EXERCISE DIRECTIONS - Quote exactly the lines running from the line with "the dog's tail." to the end of the entries, including both, and nothing else.

EXTRACTED DATA -
=-=-=-=-=

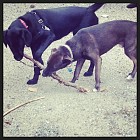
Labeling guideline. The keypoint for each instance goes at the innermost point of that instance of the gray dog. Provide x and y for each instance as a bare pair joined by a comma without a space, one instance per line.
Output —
90,43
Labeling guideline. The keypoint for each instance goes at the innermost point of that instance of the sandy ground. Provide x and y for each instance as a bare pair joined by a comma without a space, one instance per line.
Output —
64,111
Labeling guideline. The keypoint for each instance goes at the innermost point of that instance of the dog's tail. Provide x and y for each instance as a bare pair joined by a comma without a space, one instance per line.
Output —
95,6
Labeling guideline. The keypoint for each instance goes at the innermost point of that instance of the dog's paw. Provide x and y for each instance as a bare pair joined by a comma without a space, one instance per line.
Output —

=-=-=-=-=

WRITTEN RESPONSE -
Labeling guideline. The keypoint for each instance goes at the innermost point of that instance of the dog's tail. Provide x and y for each instance as a bare pair joined by a comma without a space, one instance per line.
Output —
95,6
Labeling guideline. The keypoint for each instance goes at the innermost point of that instance of the dog's paw. Provide x and y for each instance as a bare pair joined by a comma without a space, one instance per line.
Output —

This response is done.